====== Records supplied ======
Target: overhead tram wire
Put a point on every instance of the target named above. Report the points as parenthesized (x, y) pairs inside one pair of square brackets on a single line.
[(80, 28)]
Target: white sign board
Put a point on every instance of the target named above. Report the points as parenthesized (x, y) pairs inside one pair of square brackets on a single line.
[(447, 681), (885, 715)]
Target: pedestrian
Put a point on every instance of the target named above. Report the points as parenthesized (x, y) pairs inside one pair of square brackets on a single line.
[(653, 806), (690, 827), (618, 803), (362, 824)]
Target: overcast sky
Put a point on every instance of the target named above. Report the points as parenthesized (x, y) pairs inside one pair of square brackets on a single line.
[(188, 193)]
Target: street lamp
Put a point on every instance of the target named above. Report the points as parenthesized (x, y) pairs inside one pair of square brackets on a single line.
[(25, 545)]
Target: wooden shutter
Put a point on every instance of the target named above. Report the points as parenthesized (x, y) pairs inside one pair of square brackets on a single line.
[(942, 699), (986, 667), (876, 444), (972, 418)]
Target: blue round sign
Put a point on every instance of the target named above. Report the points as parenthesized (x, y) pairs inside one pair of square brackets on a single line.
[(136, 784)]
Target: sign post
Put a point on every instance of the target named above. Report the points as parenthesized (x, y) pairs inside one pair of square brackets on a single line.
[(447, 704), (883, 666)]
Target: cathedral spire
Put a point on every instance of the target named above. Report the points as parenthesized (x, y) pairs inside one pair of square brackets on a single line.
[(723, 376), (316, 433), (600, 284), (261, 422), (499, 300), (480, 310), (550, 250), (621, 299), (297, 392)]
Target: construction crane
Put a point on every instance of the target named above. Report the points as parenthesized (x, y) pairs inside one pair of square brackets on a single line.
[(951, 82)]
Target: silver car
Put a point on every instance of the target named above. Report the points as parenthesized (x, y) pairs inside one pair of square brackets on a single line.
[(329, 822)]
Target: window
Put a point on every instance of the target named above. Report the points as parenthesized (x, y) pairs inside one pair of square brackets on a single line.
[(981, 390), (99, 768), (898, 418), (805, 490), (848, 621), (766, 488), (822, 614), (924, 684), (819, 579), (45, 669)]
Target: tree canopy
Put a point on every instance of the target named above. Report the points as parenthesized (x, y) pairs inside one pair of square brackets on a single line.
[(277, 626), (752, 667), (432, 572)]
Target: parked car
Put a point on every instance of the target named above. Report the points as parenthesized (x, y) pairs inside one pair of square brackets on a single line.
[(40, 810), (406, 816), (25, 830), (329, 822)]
======
Task requirements -
Copy every line of the listing above word for word, leaving nothing out and changing nothing.

Solution to this task -
Target: overhead tram wire
Put a point on every instance of the target named above. Report the points as parenthesized (x, y) pairs inside one pair of square brackets on a single line.
[(80, 28)]
Target: white sign board
Put a point on every instance of the target named above. Report the points as parenthesized (x, y) pairs inside one pair of square brackets on a single line.
[(447, 681), (885, 715)]
Target: pedestrian
Put a point on every instance of the target named above. Report the points as parenthesized (x, y) pairs inside one pair of square brackets on a single line.
[(653, 806), (690, 827), (618, 803), (362, 824)]
Target: overcast sky
Put a point on every instance of the target named above. Report the points as parenthesized (x, y) pairs inside one pair of square brackets on a single line.
[(188, 193)]
Target: street lamp
Put a point on every instance of the target named above. Report the points as parenthesized (x, y) pairs inside one pair of square brackets on a single line.
[(25, 545)]
Target: wooden shutter
Put a point on every instance of the target named above. Report the points as parenthesized (x, y) pairs inside one pair of square brackets on a single line.
[(942, 699), (986, 667), (876, 444), (972, 418)]
Target: blue round sign
Put a point on every instance of the target named above. Report the points as parenthesized (x, y) pairs inside one pair of square brackets on a single line.
[(136, 784)]
Target: sign post
Put a point on every instance of the target named above. Report the points as parenthesized (x, y) pairs inside one pair of square brackets on a single line.
[(447, 704), (883, 666)]
Target: cathedral spire
Put a point on every instance of the target named above. Report the points as parenthesized (x, y) pairs inside one pair of square brackets on a single line.
[(723, 376), (316, 433), (600, 284), (261, 422), (499, 300), (480, 310), (550, 250), (621, 299), (297, 392)]
Target: construction crane
Put a point on every instance of the target named above. Report the points as parenthesized (x, y) pairs inside one pair of square brackets on a single line.
[(951, 82)]
Target: silver car
Put a point on every instance of the target named above. Report the points as parenthesized (x, y) pairs inside one pair of square brackets on a single line.
[(329, 822)]
Target: window
Put a point on every instance of the target named above. Report the points as parenthesized (x, y) pairs inside one pair of square brackets on a single line.
[(981, 390), (99, 768), (898, 418), (805, 490), (848, 621), (766, 488), (822, 614), (924, 684), (819, 579), (45, 669)]
Target: tree canopy
Put a point on every instance of the target named above. Report the points as parenthesized (x, y) pairs inside one pair of square brackets on a single line.
[(277, 626), (752, 667), (432, 572)]
Target: parked car
Put a point on every instance of the target named above. Report the points as parenthesized (x, y) pairs inside one pair of square brackets on a single line.
[(40, 810), (406, 816), (25, 830), (329, 822)]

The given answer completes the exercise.